**To do:**
Pick out every line in the rows below that contains the word "ceiling", treating uppercase and lowercase as different. Copy each such line.

[Point annotations for photos]
** begin **

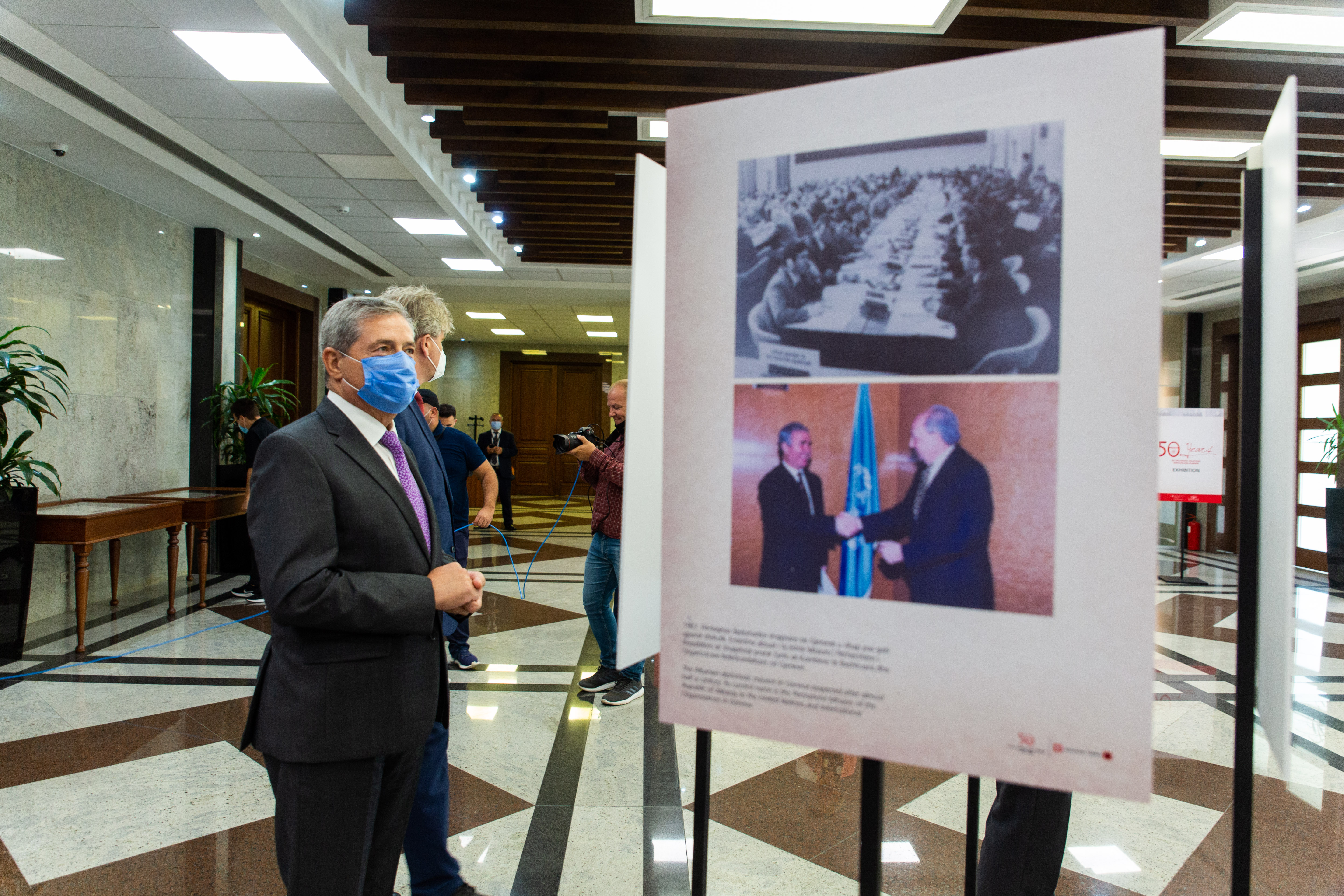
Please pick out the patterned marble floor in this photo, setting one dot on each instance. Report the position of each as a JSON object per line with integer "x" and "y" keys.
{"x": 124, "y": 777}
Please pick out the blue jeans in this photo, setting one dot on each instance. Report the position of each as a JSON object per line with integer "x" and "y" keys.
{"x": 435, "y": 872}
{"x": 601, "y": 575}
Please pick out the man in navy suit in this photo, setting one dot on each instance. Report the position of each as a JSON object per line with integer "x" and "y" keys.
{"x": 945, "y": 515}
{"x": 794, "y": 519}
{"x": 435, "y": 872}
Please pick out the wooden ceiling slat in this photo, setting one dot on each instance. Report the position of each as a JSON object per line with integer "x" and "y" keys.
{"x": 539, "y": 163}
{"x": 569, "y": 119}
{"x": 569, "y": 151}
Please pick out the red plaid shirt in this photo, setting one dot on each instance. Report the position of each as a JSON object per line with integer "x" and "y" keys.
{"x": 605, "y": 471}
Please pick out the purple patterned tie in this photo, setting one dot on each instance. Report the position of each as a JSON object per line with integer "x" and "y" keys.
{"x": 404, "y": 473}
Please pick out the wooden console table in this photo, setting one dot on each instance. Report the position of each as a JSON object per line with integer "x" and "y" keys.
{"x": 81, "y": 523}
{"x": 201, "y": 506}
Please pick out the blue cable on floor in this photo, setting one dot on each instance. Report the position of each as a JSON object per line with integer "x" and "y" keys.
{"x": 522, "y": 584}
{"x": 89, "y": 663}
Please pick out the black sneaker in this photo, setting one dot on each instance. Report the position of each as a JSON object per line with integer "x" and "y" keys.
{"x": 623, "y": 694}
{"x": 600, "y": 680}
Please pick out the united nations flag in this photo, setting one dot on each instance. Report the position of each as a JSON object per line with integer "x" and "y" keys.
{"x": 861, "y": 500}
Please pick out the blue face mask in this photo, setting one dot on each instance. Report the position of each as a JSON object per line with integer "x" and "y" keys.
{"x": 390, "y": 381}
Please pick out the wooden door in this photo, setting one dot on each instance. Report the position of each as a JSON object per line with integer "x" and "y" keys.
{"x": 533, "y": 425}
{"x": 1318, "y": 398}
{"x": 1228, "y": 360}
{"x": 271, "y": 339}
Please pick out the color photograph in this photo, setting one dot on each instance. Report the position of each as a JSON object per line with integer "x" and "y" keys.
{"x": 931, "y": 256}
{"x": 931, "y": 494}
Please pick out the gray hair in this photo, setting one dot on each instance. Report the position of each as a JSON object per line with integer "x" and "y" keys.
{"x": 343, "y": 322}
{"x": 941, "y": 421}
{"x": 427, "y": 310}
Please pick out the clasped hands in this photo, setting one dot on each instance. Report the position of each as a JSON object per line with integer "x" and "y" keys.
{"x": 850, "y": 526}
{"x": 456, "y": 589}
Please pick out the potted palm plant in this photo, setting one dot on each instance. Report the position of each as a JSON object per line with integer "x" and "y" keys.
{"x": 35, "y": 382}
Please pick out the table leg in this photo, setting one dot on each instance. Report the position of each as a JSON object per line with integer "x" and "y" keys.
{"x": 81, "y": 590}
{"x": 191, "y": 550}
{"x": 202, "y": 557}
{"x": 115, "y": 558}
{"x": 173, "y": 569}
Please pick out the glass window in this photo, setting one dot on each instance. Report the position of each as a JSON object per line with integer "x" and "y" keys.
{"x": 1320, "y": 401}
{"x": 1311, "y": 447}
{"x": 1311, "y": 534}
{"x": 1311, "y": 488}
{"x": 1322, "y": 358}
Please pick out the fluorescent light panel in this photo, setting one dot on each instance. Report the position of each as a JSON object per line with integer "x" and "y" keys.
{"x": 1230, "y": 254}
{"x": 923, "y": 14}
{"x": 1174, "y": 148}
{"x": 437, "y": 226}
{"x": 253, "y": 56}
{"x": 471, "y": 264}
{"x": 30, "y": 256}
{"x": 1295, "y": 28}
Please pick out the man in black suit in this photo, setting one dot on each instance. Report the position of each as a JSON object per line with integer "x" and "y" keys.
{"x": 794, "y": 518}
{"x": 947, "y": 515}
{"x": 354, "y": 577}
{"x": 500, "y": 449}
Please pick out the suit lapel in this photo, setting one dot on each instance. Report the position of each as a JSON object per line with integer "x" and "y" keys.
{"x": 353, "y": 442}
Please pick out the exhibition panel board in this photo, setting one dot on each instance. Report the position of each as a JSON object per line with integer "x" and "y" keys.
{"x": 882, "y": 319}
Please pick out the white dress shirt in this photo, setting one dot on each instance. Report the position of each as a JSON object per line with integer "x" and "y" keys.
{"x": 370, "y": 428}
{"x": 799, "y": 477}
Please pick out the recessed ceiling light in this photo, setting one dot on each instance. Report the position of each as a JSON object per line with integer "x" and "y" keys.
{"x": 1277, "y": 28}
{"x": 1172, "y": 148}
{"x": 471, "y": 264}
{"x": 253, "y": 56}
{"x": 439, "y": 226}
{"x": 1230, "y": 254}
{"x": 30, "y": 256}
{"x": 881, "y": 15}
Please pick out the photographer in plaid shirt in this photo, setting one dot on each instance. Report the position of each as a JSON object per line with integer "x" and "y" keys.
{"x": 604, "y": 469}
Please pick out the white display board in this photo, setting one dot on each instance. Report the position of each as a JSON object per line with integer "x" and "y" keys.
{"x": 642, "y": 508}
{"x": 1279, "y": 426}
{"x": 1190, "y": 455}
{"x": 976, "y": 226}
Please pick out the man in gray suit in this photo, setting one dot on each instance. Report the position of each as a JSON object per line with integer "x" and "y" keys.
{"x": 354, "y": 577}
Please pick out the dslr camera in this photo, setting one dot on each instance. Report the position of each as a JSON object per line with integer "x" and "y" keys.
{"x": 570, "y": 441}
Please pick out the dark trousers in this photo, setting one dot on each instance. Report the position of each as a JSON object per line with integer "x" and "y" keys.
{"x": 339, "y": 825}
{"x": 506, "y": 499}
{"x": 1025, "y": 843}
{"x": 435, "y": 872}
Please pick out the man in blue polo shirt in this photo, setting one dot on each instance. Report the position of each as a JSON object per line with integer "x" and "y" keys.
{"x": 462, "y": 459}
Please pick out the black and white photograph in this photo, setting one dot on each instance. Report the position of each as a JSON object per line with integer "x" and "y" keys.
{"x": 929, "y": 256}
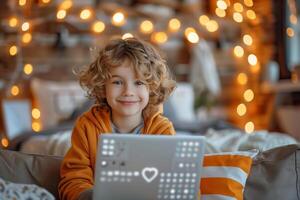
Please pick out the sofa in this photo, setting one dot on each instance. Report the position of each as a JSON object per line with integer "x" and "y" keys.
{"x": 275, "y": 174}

** end **
** begin **

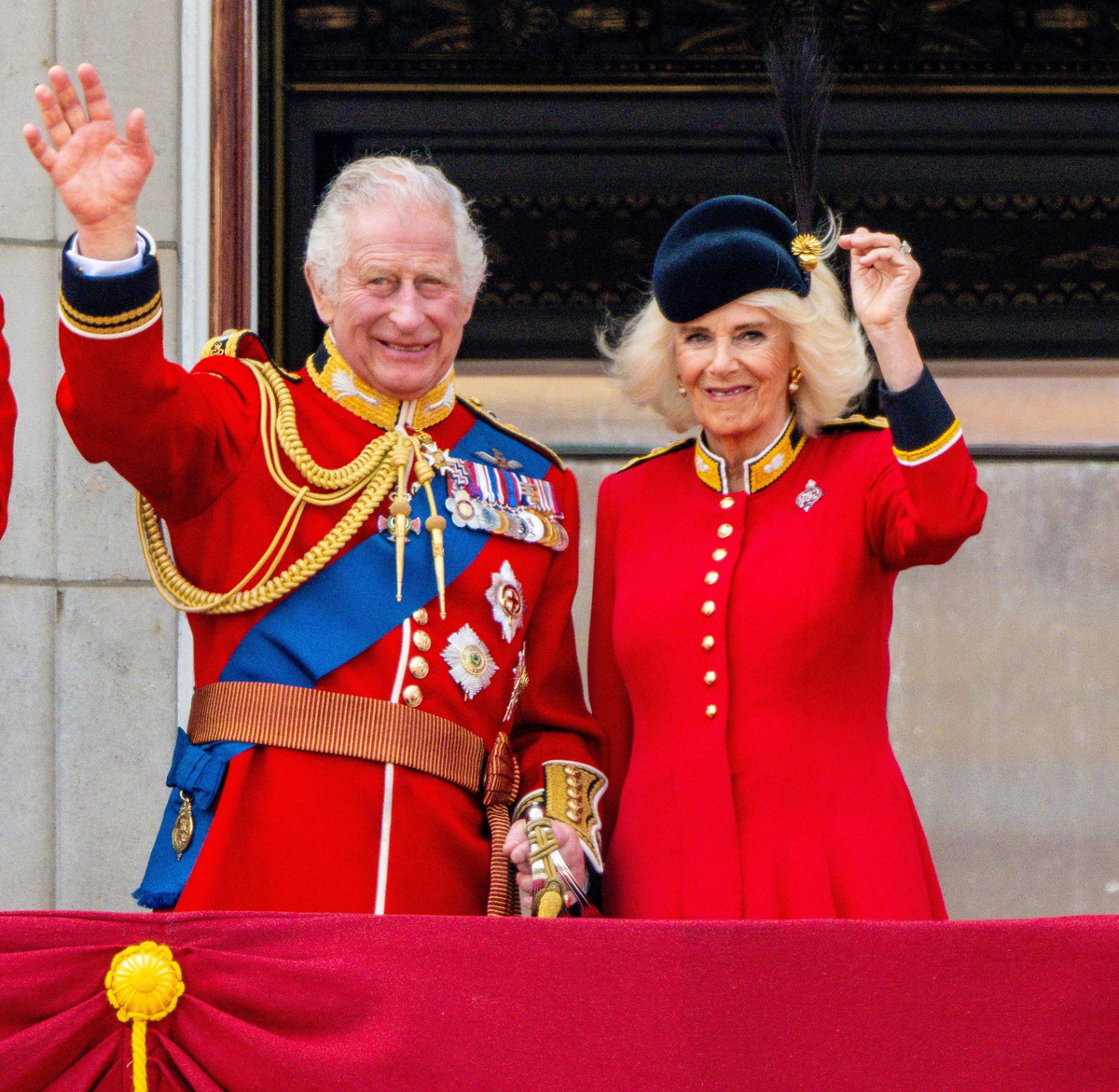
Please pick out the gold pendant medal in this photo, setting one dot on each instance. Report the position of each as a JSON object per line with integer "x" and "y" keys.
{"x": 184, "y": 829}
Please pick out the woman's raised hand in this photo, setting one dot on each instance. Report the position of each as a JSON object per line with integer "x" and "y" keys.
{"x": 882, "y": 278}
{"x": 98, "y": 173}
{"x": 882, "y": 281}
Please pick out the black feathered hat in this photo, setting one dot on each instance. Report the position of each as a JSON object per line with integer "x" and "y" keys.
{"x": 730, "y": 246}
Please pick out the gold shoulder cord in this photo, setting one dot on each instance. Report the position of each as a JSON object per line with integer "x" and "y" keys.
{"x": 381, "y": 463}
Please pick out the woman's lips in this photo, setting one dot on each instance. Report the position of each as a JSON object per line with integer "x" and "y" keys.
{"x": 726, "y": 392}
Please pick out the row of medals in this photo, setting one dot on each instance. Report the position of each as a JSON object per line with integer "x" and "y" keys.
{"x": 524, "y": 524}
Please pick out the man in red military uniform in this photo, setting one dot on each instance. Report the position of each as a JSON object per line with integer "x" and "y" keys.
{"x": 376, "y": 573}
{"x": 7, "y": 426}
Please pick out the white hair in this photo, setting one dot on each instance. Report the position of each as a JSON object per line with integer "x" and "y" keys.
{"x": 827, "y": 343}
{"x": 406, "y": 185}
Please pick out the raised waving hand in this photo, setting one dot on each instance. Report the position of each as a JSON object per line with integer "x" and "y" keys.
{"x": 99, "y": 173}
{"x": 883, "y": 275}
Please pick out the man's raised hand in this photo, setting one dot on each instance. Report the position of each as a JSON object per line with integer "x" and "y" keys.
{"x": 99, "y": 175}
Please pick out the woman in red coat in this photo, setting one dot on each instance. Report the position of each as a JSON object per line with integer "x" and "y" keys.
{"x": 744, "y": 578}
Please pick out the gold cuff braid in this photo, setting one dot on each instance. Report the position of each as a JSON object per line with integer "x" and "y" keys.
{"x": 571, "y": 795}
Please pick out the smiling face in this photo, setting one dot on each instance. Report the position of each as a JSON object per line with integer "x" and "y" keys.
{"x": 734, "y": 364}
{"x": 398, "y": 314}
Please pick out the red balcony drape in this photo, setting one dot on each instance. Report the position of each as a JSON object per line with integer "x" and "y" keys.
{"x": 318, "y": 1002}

** end **

**Answer to this problem:**
Please pick out the wooden ceiling slat in this photo, setting one dot on each instance. Report the position of each as a JSON object per line with integer "x" and "y" keys.
Please pick out the recessed ceiling light in this photo, setting one dot on each instance. Report the position of each as a JSON object per line with integer "x" and "y" keys.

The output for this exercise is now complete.